Work item:
Write out all of the data exactly as it appears.

Dataset records:
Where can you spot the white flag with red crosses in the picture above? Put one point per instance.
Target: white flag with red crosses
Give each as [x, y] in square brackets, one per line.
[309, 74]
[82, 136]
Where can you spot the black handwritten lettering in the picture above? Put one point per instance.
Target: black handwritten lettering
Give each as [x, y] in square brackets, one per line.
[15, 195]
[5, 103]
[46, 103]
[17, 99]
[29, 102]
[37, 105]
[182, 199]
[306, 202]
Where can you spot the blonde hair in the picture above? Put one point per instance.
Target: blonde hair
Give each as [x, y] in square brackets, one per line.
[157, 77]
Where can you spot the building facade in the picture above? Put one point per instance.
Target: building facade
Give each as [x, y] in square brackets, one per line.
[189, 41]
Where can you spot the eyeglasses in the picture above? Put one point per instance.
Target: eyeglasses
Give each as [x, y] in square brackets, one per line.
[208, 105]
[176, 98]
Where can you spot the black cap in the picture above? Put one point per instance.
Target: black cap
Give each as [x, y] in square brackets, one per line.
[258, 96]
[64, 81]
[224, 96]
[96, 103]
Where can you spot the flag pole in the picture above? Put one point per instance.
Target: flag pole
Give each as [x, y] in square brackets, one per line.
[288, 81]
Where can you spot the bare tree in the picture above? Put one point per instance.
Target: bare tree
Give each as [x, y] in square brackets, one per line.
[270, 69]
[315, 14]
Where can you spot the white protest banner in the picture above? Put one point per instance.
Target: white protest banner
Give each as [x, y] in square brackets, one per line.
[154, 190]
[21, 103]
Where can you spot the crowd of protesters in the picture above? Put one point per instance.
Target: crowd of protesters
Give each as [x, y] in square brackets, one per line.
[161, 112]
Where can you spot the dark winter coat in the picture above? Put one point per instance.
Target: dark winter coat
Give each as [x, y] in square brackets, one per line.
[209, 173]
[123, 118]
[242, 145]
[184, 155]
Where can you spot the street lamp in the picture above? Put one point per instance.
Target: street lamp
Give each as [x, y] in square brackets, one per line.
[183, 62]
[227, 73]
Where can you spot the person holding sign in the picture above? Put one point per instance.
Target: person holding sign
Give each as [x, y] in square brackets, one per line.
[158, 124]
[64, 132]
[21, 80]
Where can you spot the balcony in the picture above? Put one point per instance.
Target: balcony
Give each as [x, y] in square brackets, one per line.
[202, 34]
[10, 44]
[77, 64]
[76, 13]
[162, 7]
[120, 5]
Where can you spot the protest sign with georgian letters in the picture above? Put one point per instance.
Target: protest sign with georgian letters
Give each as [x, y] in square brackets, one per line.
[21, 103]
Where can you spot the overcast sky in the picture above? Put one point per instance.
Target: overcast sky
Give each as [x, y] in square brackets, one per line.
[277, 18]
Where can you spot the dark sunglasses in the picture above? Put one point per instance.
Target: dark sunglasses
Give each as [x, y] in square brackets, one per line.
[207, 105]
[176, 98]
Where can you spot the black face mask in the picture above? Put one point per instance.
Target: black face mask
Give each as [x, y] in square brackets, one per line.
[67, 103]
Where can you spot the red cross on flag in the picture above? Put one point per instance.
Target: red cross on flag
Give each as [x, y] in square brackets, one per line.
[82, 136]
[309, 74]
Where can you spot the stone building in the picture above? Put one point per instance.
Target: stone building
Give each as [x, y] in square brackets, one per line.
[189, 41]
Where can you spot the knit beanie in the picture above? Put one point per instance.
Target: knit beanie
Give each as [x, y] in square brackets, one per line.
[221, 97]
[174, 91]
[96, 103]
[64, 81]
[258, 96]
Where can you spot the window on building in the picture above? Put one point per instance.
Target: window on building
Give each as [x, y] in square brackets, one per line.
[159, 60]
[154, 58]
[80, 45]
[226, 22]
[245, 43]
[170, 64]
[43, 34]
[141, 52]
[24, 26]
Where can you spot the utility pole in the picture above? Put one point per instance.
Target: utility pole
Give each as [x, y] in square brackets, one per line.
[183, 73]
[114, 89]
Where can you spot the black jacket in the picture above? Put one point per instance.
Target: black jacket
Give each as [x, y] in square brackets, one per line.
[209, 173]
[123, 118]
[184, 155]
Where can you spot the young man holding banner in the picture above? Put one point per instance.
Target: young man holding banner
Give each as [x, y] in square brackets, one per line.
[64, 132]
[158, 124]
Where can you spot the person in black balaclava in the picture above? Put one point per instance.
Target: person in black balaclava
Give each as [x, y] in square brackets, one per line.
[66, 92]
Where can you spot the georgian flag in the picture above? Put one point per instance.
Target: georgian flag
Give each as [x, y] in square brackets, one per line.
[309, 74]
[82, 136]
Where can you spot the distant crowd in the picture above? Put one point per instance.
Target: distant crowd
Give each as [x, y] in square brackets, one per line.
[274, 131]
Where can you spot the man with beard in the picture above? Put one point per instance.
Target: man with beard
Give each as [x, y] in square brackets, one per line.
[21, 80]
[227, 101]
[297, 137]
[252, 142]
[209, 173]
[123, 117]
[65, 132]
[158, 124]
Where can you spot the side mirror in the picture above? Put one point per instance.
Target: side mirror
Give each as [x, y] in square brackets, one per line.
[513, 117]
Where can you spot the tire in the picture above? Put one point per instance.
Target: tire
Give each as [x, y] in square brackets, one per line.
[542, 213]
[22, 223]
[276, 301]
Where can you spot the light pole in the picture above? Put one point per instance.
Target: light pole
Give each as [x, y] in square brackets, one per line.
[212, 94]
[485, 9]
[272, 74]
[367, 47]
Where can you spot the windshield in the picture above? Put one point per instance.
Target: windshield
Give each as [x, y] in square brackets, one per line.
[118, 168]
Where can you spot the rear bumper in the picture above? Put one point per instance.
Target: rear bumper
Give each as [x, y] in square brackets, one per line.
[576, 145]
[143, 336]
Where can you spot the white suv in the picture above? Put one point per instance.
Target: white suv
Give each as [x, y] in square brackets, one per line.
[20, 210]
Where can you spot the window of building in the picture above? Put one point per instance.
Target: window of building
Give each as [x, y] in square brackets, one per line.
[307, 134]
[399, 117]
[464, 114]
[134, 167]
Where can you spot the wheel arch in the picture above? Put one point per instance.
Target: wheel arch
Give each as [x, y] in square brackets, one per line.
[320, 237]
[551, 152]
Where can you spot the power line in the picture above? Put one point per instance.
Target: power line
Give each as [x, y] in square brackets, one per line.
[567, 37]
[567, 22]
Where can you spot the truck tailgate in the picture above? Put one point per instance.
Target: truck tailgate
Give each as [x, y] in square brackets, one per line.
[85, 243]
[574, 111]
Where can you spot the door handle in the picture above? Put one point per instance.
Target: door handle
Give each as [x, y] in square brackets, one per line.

Written solution:
Where can you spot the white flag with red crosses in the picture above? Put one point per instance.
Target: white flag with red crosses
Give each as [x, y] in square brackets, one per line.
[309, 74]
[82, 136]
Where can you spot the black handwritten lettering in the picture above? Put one point per instance.
Target: black handwritten lettering
Give each as [x, y] in square brackets, one per line.
[15, 195]
[5, 103]
[46, 103]
[17, 99]
[29, 102]
[37, 105]
[182, 199]
[306, 202]
Where can you spot the blonde hair in the picture above? Put one point per instance.
Target: blonde hair
Give each as [x, y] in square brackets, one per line.
[157, 77]
Where can you spot the building facade in the picture above? Put one point per instance.
Target: building facade
Give each as [x, y] in square brackets, one per line.
[189, 41]
Where can you spot the eyeglasses in the picture above? Put one point per instance.
Target: eyeglasses
Give each as [x, y] in square brackets, one per line.
[208, 105]
[176, 98]
Where can you spot the black cap in the picture above? Put one point per instance.
Target: black cap
Give each as [x, y] in square brackets, one per line.
[258, 96]
[64, 81]
[224, 96]
[96, 103]
Where can you spot the flag pole in the picture above? Put one point per instance.
Target: flag pole
Give each as [x, y] in square brackets, one per line.
[288, 81]
Where can you spot the bare tree in the picture above? Put one point per instance.
Target: bare tree
Give each as [x, y] in square brackets, one per line.
[270, 69]
[315, 14]
Where can you spot the white protest banner in the picture above? Put one point per instance.
Target: white protest banner
Give each as [x, y] in square brackets, one per line.
[154, 190]
[21, 103]
Where can you spot the crowd of protesters in the picture above? Put one point per instance.
Target: crowd of protesters
Give each as [x, y] in square brackets, one per line.
[161, 112]
Where can you spot the dark winter coat in the picture above? Put one point per instance.
Target: dark winter coat
Give each as [x, y] in square brackets, one per line.
[209, 173]
[123, 118]
[242, 145]
[184, 155]
Where can you spot the street lamp in the picture above? Put one point per instance.
Target: street lamp
Give each as [x, y] in square brackets, one per line.
[183, 62]
[227, 73]
Where can you spot the person holding sign in the picture above? Put one point per instance.
Target: person holding sign
Give each as [x, y] in square brackets, one per line.
[158, 124]
[64, 132]
[21, 80]
Where can you spot the balcony in the picture above? Put one point per instance.
Target: balcony
Give each as [x, y] in square brackets, one per line.
[202, 34]
[10, 44]
[77, 64]
[76, 13]
[162, 7]
[120, 5]
Where can you spot the protest sign with georgian letters in the picture above? Put one point per instance.
Target: protest sign with georgian letters
Give each as [x, y] in square brackets, one per line.
[21, 103]
Where can you spot the overcast sky in the picture above? Put one point per instance.
Target: overcast sky
Give each as [x, y] in square brackets, one per line.
[277, 18]
Where can you spot the dark sunglasses in the picture above? Put one point per instance.
Target: dark sunglasses
Give each as [x, y] in square brackets, one per line.
[207, 105]
[176, 98]
Where can you spot the black face mask in the picture above? Put one point per instance.
Target: black face mask
Give each as [x, y] in square brackets, one per line.
[67, 103]
Where can you spot the red cross on flag in the picture above? Put one point per instance.
Target: red cross on flag
Give each as [x, y] in square brackets, one per line.
[82, 136]
[309, 74]
Where can you spot the stone building in the picture above? Put one point per instance.
Target: stone building
Give each as [x, y] in square brackets, one per line.
[189, 41]
Where can you spot the knit beanie in the picture above? Put one point per instance.
Target: knit beanie
Give each as [x, y] in square brackets, one per line.
[221, 97]
[174, 91]
[96, 103]
[64, 81]
[258, 96]
Where can you spot the window on building in the picture above? Put one point per instance.
Target: window on building
Give each as [x, y] in square brackets, one per line.
[159, 60]
[154, 58]
[80, 45]
[226, 22]
[245, 43]
[170, 64]
[43, 34]
[141, 52]
[24, 26]
Where can you spot the utility pole in the picture above? Put one point per instance.
Target: utility pole
Give each as [x, y] in square brackets, one per line.
[183, 73]
[114, 89]
Where can you spot the black jacket in the picture above? Put one point per instance.
Target: black jacket
Give each as [x, y] in square brackets, one per line.
[209, 173]
[123, 118]
[184, 155]
Where can you spot the young man holding banner in the picture above? Put one point per instance.
Target: young man holding banner
Give each as [x, y] in square brackets, one per line.
[64, 132]
[158, 124]
Where can you spot the person in black balaclava in the picture above? Put one point per instance.
Target: person in black balaclava
Give each as [x, y] in square brackets, one per line.
[66, 92]
Where can you spot the georgian flag in the picture above? Put one point per instance.
Target: georgian flag
Give each as [x, y] in square brackets, one per line.
[309, 74]
[82, 136]
Where can you spot the distant crowd in the picture above? Put one point per instance.
Target: distant crowd
Give each as [x, y] in square brackets, one per line.
[274, 131]
Where can you spot the man with beard in the picture above? Put one point per instance.
Target: man with beard
Give each as [x, y] in square brackets, one per line.
[21, 80]
[227, 101]
[297, 137]
[252, 142]
[209, 173]
[123, 117]
[65, 132]
[158, 124]
Where can you spot the side mirror in the picture above? Put one point per instance.
Target: side mirror
Give each as [x, y] in square brackets, one per line.
[513, 117]
Where can you spot the tire in the picture above? Put one point per instance.
Target: tire
Give each as [x, y] in square brackets, one per line.
[542, 213]
[22, 223]
[276, 301]
Where can you spot the light pole in the picture above? Put one point per instance.
Target: light pole
Give each as [x, y] in square brackets, one per line.
[212, 94]
[485, 9]
[272, 74]
[367, 47]
Where can you spot the windshield in the picture above? Put one point per instance.
Target: windshield
Give each as [x, y] in square brackets, one per line.
[118, 168]
Where can you spot the rear bumper in the picture above? Put one point per instance.
Target: rear bumper
Give each as [x, y] in square brackets, one per line.
[576, 145]
[143, 336]
Where can you spot the white suv in the picture above? Put one point per instance.
Target: white suv
Give each as [x, y] in square brackets, one per line.
[20, 210]
Where can you spot the window of building in the picture above? Put one point per instance.
Target: window of building
Give each as [x, y] in square brackets, one per line.
[307, 134]
[399, 117]
[464, 114]
[134, 167]
Where can you spot the wheel arch in the picture above? Put one point per instance.
Target: wheel arch
Give each as [x, y] in square brackets, one per line.
[320, 237]
[551, 152]
Where can you spot the power line in the picture above? Put one point per instance.
Target: power line
Give each as [x, y] in square brackets, one per line.
[567, 37]
[567, 22]
Where can you spot the truck tailgate in the picture above? Put one point per instance.
Target: truck tailgate
Give each as [x, y] in square brackets, one per line.
[85, 243]
[574, 111]
Where can you spot the door handle in the picture above? Put one point per instance.
Target: door handle
Give each as [x, y] in square brackets, one per line.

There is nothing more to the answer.